Forscher der TU-Harburg untersuchen Zusammenspiel von Preissensibilität und Mobilitätsverhalten

Steigende Energiepreise machen das Auto- und Bahnfahren teurer. Welche Einflüsse hat dies auf die Stadt- und Verkehrsplanung? Dieser Frage geht das Projekt "Energiepreisentwicklung und Landnutzung" (EuroLAN) an der Technischen Universität Hamburg-Harburg (TUHH) nach. "Wir erarbeiten derzeit ein Computersimulationsprogramm für die Metropolregion Hamburg, mit dem wir drei Energiepreis-Szenarien durchspielen wollen", sagt Projektleiter Prof. Carsten Gertz, Leiter des TU-Instituts für Verkehrsplanung und Logistik. In einer zweiten Phase (2012/2013) wollen die Forscher in einem Planspiel mit Akteuren der Hamburger Verwaltung und aus Umlandgemeinden mögliche Maßnahmen im Modell testen.

Zu erledigende Aufgaben:
[1] Wer leitet laut dem Text über das Projekt EuroLAN dieses Projekt?
[2] Prüfe, ob die folgenden Aussagen mit dem Text über das Projekt EuroLAN übereinstimmen. Antworte jeweils mit Ja oder Nein und zitiere die entscheidenden Worte des Textes.
(a) Das Computersimulationsprogramm wird für die Metropolregion Hamburg erarbeitet.
(b) Mit dem Programm sollen fünf Energiepreis-Szenarien durchgespielt werden.
(c) Das Planspiel mit Akteuren der Hamburger Verwaltung ist für die erste Phase vorgesehen.
[3] Schreibe den Text über das Projekt EuroLAN nach seinem letzten Satz weiter.

Gegebene Zeilen:
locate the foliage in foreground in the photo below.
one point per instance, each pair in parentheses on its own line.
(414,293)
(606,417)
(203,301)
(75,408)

Lösungen:
[1] Prof. Carsten Gertz, Leiter des TU-Instituts für Verkehrsplanung und Logistik.

[2]
(a) Ja: "ein Computersimulationsprogramm für die Metropolregion Hamburg"
(b) Nein: "drei Energiepreis-Szenarien"
(c) Nein: "In einer zweiten Phase (2012/2013)"

[3]
Es ist eine Herausforderung, das komplexe Zusammenspiel von Preissensibilität, Mobilitätsverhalten und Stadtplanung in ein Modell zu fassen. Fest steht: Zum einen entwickeln sich Städte entlang von Verkehrsachsen, zum anderen wächst die Verkehrsinfrastruktur mit den Siedlungen. Es gebe ein Zusammenspiel von Wohn- und Mobilitätskosten, sagt Gertz. "Manche Menschen ziehen ins Umland, weil sie dort preiswerter wohnen können. Sie nehmen höhere Mobilitätskosten durch längere Arbeits-, Einkaufs- und Freizeitwege in Kauf. Wer dagegen zentral wohnt, zahlt höhere Mieten oder mehr für sein Eigentum. Die Summe aus beiden Kostenarten ist überall etwa gleich hoch."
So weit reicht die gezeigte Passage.